▶ _STATED EXERCISE_
Put every entry below into a numbered list, one line per item, and leave out any blank lines.

▶ _SOURCE DATA_
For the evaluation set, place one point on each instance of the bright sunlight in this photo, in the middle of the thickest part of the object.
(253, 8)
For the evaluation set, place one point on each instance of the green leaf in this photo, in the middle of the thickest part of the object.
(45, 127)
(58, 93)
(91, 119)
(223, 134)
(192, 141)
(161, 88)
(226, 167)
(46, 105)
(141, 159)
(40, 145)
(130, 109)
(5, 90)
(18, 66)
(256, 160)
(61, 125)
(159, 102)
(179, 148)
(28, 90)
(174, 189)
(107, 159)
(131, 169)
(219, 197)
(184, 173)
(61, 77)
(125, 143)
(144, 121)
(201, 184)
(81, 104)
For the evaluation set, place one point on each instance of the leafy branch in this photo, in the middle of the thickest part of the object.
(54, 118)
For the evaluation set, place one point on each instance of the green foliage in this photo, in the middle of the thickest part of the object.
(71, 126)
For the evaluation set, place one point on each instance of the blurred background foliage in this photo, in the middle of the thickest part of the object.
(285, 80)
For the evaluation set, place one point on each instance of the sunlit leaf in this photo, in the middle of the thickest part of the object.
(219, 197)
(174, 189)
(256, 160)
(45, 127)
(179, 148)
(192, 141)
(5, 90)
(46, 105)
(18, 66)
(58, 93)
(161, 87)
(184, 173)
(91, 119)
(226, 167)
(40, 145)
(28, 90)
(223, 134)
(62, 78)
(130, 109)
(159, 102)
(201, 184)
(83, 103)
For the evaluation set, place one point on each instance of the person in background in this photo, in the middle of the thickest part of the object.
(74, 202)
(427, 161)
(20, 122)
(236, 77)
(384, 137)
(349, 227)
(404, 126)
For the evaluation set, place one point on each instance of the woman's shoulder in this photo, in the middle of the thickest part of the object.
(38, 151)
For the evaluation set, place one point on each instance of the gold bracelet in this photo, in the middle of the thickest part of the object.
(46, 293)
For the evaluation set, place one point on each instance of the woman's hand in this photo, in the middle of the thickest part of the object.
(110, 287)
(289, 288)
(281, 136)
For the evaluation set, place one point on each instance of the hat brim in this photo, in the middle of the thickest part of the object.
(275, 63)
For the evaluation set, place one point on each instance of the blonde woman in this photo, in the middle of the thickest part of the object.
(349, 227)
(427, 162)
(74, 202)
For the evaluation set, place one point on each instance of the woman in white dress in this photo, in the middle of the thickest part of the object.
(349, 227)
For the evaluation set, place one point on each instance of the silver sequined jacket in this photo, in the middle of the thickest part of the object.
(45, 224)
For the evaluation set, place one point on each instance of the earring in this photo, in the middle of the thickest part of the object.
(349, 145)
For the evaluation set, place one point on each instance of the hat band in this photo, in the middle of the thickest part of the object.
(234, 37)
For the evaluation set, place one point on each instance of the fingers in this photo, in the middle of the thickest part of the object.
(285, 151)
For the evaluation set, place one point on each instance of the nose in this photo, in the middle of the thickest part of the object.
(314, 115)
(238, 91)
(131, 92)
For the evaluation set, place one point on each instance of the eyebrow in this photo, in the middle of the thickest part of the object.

▶ _CORRECT RESULT_
1. For the evaluation set, place one point on each instance of the bright sunlight in this photo, in the middle of the thickest part of the object.
2. (253, 8)
3. For the evaluation set, place one point on each instance of the green leaf in this photo, in the middle of the thickest part of the object.
4. (45, 127)
5. (58, 93)
6. (91, 119)
7. (223, 134)
8. (192, 141)
9. (161, 88)
10. (226, 167)
11. (46, 105)
12. (141, 159)
13. (40, 145)
14. (130, 109)
15. (5, 90)
16. (18, 66)
17. (256, 160)
18. (61, 125)
19. (159, 102)
20. (179, 148)
21. (28, 90)
22. (174, 189)
23. (107, 159)
24. (131, 169)
25. (219, 197)
26. (184, 173)
27. (61, 77)
28. (125, 143)
29. (144, 121)
30. (201, 184)
31. (81, 104)
32. For the evaluation set, place one point on each instance of the leafy branch in this photo, in the middle of the thickest part of the object.
33. (54, 118)
34. For the evaluation set, place one point on each instance of the green foliage in this photo, in the middle of the thickest part of the object.
35. (71, 126)
36. For the evaluation set, place one point on each instance of the blurred background foliage in this photo, in the middle of the thickest part of the object.
37. (285, 80)
38. For the evaluation set, place one point on each instance of the sunlit leaf in this photo, in the middle of the thickest part of the object.
39. (219, 197)
40. (174, 189)
41. (256, 160)
42. (45, 127)
43. (179, 148)
44. (192, 141)
45. (5, 90)
46. (46, 105)
47. (18, 66)
48. (58, 93)
49. (161, 87)
50. (184, 173)
51. (91, 119)
52. (226, 167)
53. (40, 145)
54. (28, 90)
55. (223, 134)
56. (62, 78)
57. (130, 109)
58. (159, 102)
59. (201, 184)
60. (83, 103)
61. For the evaluation set, place one point on each instance of the person in background in this photo, in the middle of the thickest part of the object.
62. (74, 202)
63. (427, 161)
64. (20, 122)
65. (236, 77)
66. (384, 137)
67. (349, 227)
68. (404, 126)
69. For the evaluation set, place one point on each instance of the woman's shoulder in this photo, in the middle of the thickest part of the object.
70. (38, 151)
71. For the evaluation set, place one point on each instance of the gold bracelet in this photo, in the middle of the thickest part of the object.
72. (46, 293)
73. For the evaluation set, place one point on each instance of the woman's hand in this photo, in the middle of the thickest part of the object.
74. (110, 287)
75. (289, 288)
76. (281, 136)
77. For the evaluation set, place one point on each instance of the hat brim in this photo, in the middle of the thickest part of the object.
78. (275, 63)
79. For the evaluation set, place one point on each instance of the blonde woman in this photo, in the middle of the thickest part of the object.
80. (349, 227)
81. (427, 162)
82. (74, 202)
83. For the evaluation set, place one point on each instance of the woman in white dress in this photo, in the middle of the thickest part of the object.
84. (349, 227)
85. For the evaluation set, place one point on each instance of the silver sequined jacket in this photo, in the middle of the thickest part of the object.
86. (45, 224)
87. For the evaluation set, place one point on each instance of the earring in this photo, in the middle of the thickest part of the object.
88. (349, 145)
89. For the evaluation set, place one point on each instance of the hat band in this photo, in the middle of the thickest part of the object.
90. (234, 37)
91. For the evaluation set, place one point on each instance of the fingers in this photo, in the middle of the thickest part of the object.
92. (285, 151)
93. For the evaluation set, place one point on each instance of the nose in this photo, in the middle of the thickest part of the object.
94. (314, 115)
95. (238, 91)
96. (131, 92)
97. For the evaluation set, place one point on each instance of the eyebrow in this photo, in the middle of the thickest part of the object.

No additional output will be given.